**Records for this task:**
::::::
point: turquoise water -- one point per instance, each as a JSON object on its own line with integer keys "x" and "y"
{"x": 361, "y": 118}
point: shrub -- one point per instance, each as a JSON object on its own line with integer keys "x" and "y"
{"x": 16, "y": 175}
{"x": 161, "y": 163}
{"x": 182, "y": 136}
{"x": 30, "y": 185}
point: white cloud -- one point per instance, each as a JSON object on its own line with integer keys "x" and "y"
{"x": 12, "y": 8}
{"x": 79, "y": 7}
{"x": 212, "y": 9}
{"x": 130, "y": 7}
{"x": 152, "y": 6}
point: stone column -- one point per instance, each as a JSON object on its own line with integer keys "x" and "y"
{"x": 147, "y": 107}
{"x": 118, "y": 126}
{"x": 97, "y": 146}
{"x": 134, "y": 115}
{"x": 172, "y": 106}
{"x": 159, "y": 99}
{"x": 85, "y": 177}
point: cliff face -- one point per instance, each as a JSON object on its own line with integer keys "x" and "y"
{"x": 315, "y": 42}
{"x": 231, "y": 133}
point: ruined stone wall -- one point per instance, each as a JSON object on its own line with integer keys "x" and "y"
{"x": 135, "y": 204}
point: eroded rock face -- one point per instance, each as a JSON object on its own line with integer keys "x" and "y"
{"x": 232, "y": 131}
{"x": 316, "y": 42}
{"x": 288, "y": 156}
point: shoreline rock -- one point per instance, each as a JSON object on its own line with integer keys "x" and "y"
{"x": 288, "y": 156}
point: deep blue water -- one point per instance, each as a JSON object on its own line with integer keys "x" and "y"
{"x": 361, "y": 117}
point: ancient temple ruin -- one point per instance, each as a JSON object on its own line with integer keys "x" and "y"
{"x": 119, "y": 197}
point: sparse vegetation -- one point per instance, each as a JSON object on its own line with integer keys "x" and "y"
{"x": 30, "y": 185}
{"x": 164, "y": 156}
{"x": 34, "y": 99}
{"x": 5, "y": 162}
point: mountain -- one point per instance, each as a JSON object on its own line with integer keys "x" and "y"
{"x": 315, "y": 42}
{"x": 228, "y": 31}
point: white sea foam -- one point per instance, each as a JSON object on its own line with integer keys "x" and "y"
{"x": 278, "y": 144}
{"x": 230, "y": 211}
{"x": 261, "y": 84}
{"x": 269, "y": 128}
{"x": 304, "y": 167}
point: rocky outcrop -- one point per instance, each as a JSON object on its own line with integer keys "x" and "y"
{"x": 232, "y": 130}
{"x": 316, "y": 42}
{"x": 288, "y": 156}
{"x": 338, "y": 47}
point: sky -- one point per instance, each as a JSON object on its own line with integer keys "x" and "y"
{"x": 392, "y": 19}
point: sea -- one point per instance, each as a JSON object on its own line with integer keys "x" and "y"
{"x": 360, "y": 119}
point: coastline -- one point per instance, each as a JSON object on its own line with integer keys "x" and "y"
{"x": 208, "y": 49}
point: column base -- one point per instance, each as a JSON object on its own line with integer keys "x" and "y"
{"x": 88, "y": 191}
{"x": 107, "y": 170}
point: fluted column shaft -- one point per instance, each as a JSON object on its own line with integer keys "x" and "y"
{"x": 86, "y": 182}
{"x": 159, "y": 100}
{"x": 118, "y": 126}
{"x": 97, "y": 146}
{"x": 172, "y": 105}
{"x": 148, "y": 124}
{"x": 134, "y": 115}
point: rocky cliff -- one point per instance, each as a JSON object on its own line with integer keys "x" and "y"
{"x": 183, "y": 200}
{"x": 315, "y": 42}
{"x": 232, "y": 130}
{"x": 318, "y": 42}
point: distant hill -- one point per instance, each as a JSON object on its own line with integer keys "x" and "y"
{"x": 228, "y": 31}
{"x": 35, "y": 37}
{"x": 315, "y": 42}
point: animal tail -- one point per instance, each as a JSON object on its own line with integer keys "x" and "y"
::::::
**What to do:** Where the line containing "point: column base" appears in the records above, begin there and print every line through the last, exactly and with nothing else.

**Response:**
point: column base -- one point per instance, each as a JSON object on its own line with integer keys "x" and "y"
{"x": 88, "y": 191}
{"x": 107, "y": 170}
point: fluted column shaft -- one point per instance, each as a JSON object on its own line with integer keys "x" and "y"
{"x": 86, "y": 182}
{"x": 159, "y": 100}
{"x": 118, "y": 126}
{"x": 97, "y": 146}
{"x": 172, "y": 105}
{"x": 148, "y": 124}
{"x": 134, "y": 115}
point: rocky cliff -- one point per instance, each as a JSON object on its own line with integer keys "x" and "y"
{"x": 183, "y": 200}
{"x": 315, "y": 42}
{"x": 232, "y": 130}
{"x": 318, "y": 42}
point: distant hill -- one point per instance, each as a JSON object on its own line with integer keys "x" and "y"
{"x": 228, "y": 31}
{"x": 35, "y": 37}
{"x": 315, "y": 42}
point: animal tail -- one point per instance, each as a JSON object on its own line with integer keys "x" and "y"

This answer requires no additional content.